**MATERIAL SHOWN**:
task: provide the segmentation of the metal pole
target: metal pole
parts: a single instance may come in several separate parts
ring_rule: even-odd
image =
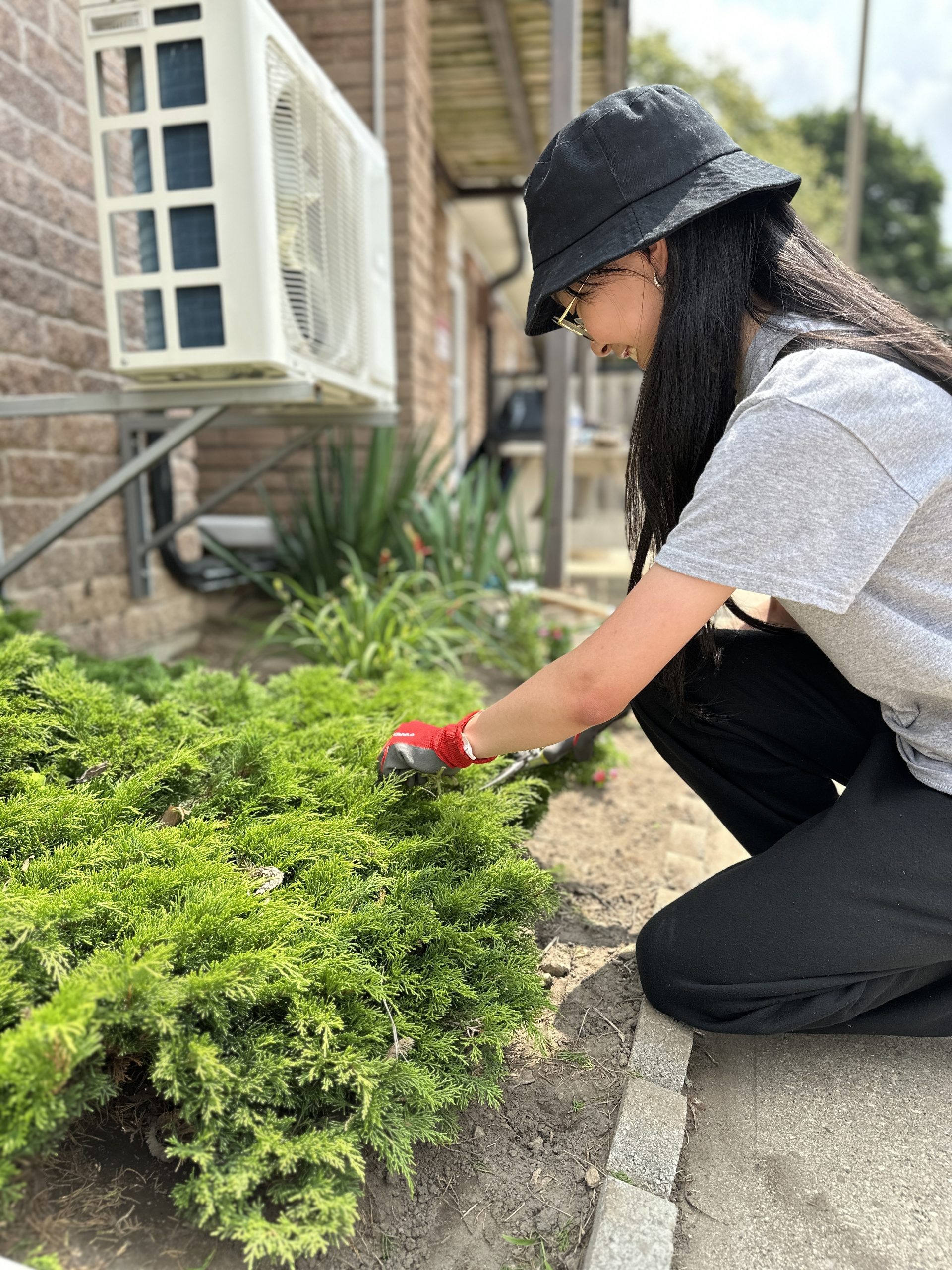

**INSTRUCTIONS TO FOLLOW**: Please locate every line in the records that contains the string "metal" and copy each one. Case counts.

**ANSWER TO THE EXERCISE**:
task: provide the segmentation of the metal pole
target: metal pole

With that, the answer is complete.